▸ Extracted material:
"""

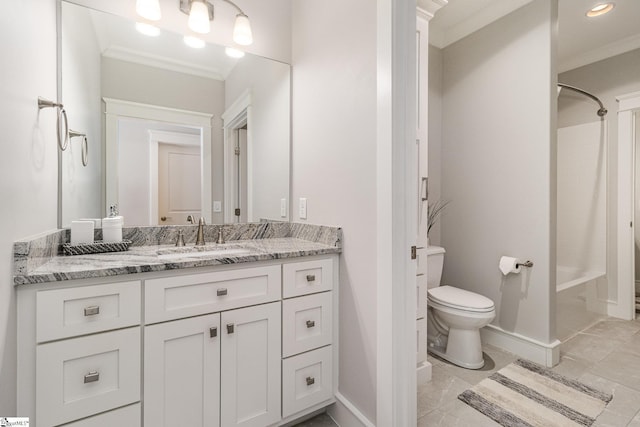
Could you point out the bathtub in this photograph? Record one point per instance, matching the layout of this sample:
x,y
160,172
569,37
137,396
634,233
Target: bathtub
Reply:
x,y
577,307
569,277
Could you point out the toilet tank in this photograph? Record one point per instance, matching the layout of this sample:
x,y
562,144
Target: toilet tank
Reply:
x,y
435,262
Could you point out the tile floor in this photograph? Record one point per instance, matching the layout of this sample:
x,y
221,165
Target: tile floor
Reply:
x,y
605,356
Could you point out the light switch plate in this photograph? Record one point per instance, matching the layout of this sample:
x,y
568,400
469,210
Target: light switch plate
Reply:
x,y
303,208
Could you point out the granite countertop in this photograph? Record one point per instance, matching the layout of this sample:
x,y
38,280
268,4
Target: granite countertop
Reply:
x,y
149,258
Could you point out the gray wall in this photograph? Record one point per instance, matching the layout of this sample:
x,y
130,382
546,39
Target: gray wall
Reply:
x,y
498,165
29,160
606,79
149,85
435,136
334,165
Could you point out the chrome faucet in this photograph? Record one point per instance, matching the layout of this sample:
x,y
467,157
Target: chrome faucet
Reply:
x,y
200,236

"""

▸ Work to complete: Rewrite every line of the listing above as a Markdown table with the columns "Row" and "Line", numbering each row and skipping blank lines. Leave the pictures out of the table.

▸ Written response:
| Row | Line |
|---|---|
| 1 | Could you point out the bathtub in this photograph? Record one point per instance, matching the layout of this sample: |
| 2 | x,y |
| 3 | 160,172 |
| 4 | 569,37 |
| 5 | 137,396 |
| 6 | 634,233 |
| 7 | Target: bathtub |
| 8 | Reply: |
| 9 | x,y |
| 10 | 577,307 |
| 11 | 569,277 |
| 12 | Could you point out the toilet tank in this photograph? Record one point per instance, matching the layout of this sample: |
| 13 | x,y |
| 14 | 562,144 |
| 15 | Target: toilet tank |
| 16 | Reply: |
| 17 | x,y |
| 18 | 435,262 |
| 19 | Could you point out the tile floor in this photograph? Record one point per instance, matching the layout of this sample: |
| 20 | x,y |
| 21 | 221,165 |
| 22 | Target: tile floor |
| 23 | Reply: |
| 24 | x,y |
| 25 | 605,356 |
| 26 | Could you point out the light switch plate in this photograph? Record one point per instance, matching the layout of this sample: |
| 27 | x,y |
| 28 | 568,400 |
| 29 | 469,210 |
| 30 | Target: light switch plate |
| 31 | Reply: |
| 32 | x,y |
| 33 | 303,208 |
| 34 | Could you point out the granite countertop in this photograph? Record one point per instance, matching the layout of this sample: |
| 35 | x,y |
| 36 | 38,280 |
| 37 | 268,4 |
| 38 | Target: granite countertop |
| 39 | Reply: |
| 40 | x,y |
| 41 | 149,258 |
| 42 | Could you point out the gray wall in this photograph? Record one point per instance, matching the layout of this sample: |
| 43 | x,y |
| 44 | 130,382 |
| 45 | 546,39 |
| 46 | Target: gray wall |
| 47 | Reply: |
| 48 | x,y |
| 49 | 498,165 |
| 50 | 29,160 |
| 51 | 606,79 |
| 52 | 149,85 |
| 53 | 435,136 |
| 54 | 334,165 |
| 55 | Could you point out the chrome faucet in this photograph? Record one point per instance, matching the layout of this sample: |
| 56 | x,y |
| 57 | 467,157 |
| 58 | Target: chrome faucet |
| 59 | Reply: |
| 60 | x,y |
| 61 | 200,236 |